**USING THE INFORMATION:**
1. In the article on the Nasiriyah protests, reproduce word for word the passage starting at "Ongoing protests in" and ending at "electricity per day.".
2. Using the article on the Nasiriyah protests, mark each statement below yes or no and quote the words that settle it. (a) A hospital source told Reuters that around 120 more people had been wounded. (b) Mustafa al-Kadhimi replaced Mahdi in May 2019. (c) The planned trip by Pope Francis would be the first-ever papal visit to the country.

Iraqi protests turn deadly after security forces open fire

February 27, 2021

Anti-government demonstrations have again resulted in protesters' deaths in southern Iraq. The violence comes a week before a visit by the Pope.

People gathering in Baghdad to protest unemployment, corruption and lack of public services
Protests in southern Iraq had died down during the pandemic but have begun to pick up steam again, as seen in Wednesday's protest in Baghdad (pictured)Image: Murtadha Sudani/Anadolu Agency/Getty Images

At least four anti-government protesters were killed and many more injured on Friday after security forces fired on crowds in the southern Iraqi city of Nasiriyah, witnesses told news agencies.

A hospital source told Reuters that most of the protesters had died from bullet wounds and that around 120 more had been wounded. At least 57 members of security forces were also injured.

Demonstrations have been defying lockdown measures and a second wave of coronavirus infections to call for the resignation of Nazem al-Waeli, governor of the Dhi Qar governorate.

The protests have focused on the deteriorating public services in the region. Security forces fired on crowds on Sunday as protesters had been attempting to storm government buildings with rocks and Molotov cocktails.

Amnesty slams government failures

Protesters had closed down the city's main bridges at which point security forces opened fire with live rounds to disperse the crowds.

Amnesty International's Iraq office confirmed that protesters had been killed after obtaining a video of the events.

"Amnesty has also verified videos from Nasiriyah that contain clear audio of gunfire and show police firing weapons as well as dead protesters in the streets," the organization said in a tweet.

Another tweet called on the Iraqi government to end the "bloodshed" after failing to "address the impunity with which protesters are being killed."

Ongoing protests in southern Iraq

Southern Iraq has been a hotbed of protest in recent years after decades of conflict and neglect have left public services in a dire situation. Residents complain about polluted water and only having several hours of electricity per day.

Large-scale protests in late 2019 led to the resignation of the former prime minister, Adel Abdel Mahdi. Almost 600 people were also killed over months of ongoing violent protests. Nine people were killed in Nasiriyah in November.

Current prime minister, Mustafa al-Kadhimi, who replaced Mahdi in May 2020, promised to seek justice for fallen activists but prosecutions have yet to begin.

Friday's violence came a week before Pope Francis plans to visit the region in the first-ever papal visit to the country.

(Saved entries)
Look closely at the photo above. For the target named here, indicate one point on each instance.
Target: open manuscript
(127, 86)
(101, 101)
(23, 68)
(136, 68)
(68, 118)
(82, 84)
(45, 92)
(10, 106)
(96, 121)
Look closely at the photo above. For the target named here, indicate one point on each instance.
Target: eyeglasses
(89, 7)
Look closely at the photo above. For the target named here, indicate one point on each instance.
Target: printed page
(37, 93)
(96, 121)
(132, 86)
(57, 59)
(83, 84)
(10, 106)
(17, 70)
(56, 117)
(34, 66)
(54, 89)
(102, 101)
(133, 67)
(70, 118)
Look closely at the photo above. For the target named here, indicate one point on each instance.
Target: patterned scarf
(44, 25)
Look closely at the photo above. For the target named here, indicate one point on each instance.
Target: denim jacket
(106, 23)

**ANSWERS FOR EACH ITEM:**
1.
Ongoing protests in southern Iraq

Southern Iraq has been a hotbed of protest in recent years after decades of conflict and neglect have left public services in a dire situation. Residents complain about polluted water and only having several hours of electricity per day.

2.
(a) Yes: "A hospital source told Reuters that most of the protesters had died from bullet wounds and that around 120 more had been wounded."
(b) No: "who replaced Mahdi in May 2020"
(c) Yes: "in the first-ever papal visit to the country"